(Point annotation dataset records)
-- -- --

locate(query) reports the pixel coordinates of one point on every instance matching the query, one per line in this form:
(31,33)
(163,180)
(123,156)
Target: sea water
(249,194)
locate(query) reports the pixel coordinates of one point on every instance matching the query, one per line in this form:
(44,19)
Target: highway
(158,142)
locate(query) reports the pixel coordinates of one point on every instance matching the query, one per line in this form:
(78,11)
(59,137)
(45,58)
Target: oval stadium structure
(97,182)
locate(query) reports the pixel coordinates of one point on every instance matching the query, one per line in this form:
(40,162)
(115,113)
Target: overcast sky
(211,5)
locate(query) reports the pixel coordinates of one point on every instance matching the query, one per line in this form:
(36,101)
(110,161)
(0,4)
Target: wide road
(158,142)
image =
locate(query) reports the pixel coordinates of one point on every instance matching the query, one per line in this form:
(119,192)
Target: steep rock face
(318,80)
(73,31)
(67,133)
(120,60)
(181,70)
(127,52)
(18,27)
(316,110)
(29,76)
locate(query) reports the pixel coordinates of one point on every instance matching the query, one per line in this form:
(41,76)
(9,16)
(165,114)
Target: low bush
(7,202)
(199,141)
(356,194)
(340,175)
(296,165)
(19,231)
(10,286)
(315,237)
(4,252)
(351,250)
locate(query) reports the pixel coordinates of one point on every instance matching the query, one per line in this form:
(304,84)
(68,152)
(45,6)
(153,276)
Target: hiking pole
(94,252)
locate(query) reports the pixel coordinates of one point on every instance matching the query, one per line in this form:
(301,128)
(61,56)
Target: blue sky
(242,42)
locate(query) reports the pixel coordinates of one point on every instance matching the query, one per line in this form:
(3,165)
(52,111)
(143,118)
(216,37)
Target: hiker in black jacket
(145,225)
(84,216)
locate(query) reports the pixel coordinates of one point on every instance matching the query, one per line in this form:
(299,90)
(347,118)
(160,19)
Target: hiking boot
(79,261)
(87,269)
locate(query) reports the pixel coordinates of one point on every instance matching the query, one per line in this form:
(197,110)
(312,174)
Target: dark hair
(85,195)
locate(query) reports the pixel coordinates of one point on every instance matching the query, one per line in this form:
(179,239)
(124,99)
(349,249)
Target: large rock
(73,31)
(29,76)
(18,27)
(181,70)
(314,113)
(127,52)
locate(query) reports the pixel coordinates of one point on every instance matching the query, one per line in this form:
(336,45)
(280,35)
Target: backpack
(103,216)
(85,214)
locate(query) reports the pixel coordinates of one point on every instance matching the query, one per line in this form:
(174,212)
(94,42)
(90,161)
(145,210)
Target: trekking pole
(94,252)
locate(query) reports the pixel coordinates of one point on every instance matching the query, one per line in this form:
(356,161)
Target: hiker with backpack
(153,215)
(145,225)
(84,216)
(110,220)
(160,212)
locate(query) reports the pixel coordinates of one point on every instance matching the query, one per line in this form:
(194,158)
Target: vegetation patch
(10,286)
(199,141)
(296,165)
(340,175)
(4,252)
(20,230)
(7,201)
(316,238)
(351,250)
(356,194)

-- -- --

Repeat each of the entries above precisely as given.

■ Task output ■
locate(query) reports the pixel coordinates of one point on every instance matching the query, one per line in this form:
(31,33)
(163,180)
(123,156)
Target: sea water
(249,194)
locate(query) reports the pixel coordinates of one point on every instance matching the query, one per line in this form:
(44,19)
Target: highway
(158,142)
locate(query) reports the pixel coordinates of one point on every instance matching the query, one per line in this form:
(78,11)
(59,137)
(45,58)
Target: oval stadium structure
(97,182)
locate(query) reports the pixel coordinates of one point on every instance matching the query, one per line in this form:
(40,162)
(115,113)
Target: overcast sky
(211,5)
locate(query) reports the pixel coordinates of one point on every instance matching the query, one per line in this form:
(36,101)
(110,161)
(0,4)
Target: wide road
(158,142)
image =
locate(query) reports the pixel coordinates of one point on every instance matching the query, one per line in this form:
(119,192)
Target: steep rock face
(318,80)
(73,31)
(67,133)
(120,60)
(181,70)
(127,52)
(18,27)
(316,110)
(29,76)
locate(query) reports the pixel coordinates of one point on every instance matching the query, one per line in this form:
(41,76)
(9,16)
(165,114)
Target: low bush
(7,202)
(199,141)
(356,194)
(340,175)
(296,165)
(19,231)
(10,286)
(315,237)
(4,252)
(351,250)
locate(query) reports the pixel coordinates of one point on every instance matching the query, one per line in this form:
(304,84)
(68,152)
(45,6)
(153,276)
Target: hiking pole
(94,252)
locate(query) reports the pixel coordinates of one point on every instance matching the query, one per line in this form:
(301,128)
(61,56)
Target: blue sky
(242,42)
locate(query) reports the pixel coordinates of one point on every instance matching the query, one per line in this form:
(3,165)
(52,111)
(143,118)
(216,37)
Target: hiker in black jacket
(145,225)
(84,216)
locate(query) reports the pixel coordinates of one point on every instance matching the query, one per line in this form:
(299,90)
(347,118)
(160,19)
Target: hiking boot
(79,261)
(87,269)
locate(query) reports the pixel coordinates of one point on every instance matching the query, one per line in this form:
(197,110)
(312,174)
Target: dark hair
(85,195)
locate(query) reports the pixel coordinates of one point on every instance matching the query, one per line in this form:
(179,239)
(124,99)
(349,249)
Target: large rock
(73,31)
(29,76)
(18,27)
(181,70)
(314,113)
(127,52)
locate(query) reports the pixel coordinates of one point on every instance matching the query, one per line in this form:
(336,45)
(280,35)
Target: backpack
(103,216)
(85,214)
locate(query) reports the pixel coordinates of one point on every instance matching the query, one per line in this form:
(174,212)
(94,42)
(90,161)
(145,210)
Target: trekking pole
(94,252)
locate(query) reports the pixel coordinates of one point on every instance matching the query, one per line in this form:
(356,161)
Target: hiker with backpack
(153,215)
(145,225)
(84,216)
(110,220)
(160,212)
locate(query) reports the pixel coordinates of one point on every instance matching the query, one per line in this form:
(194,158)
Target: vegetation patch
(10,286)
(199,141)
(296,165)
(340,175)
(4,252)
(20,230)
(7,201)
(316,238)
(351,250)
(356,194)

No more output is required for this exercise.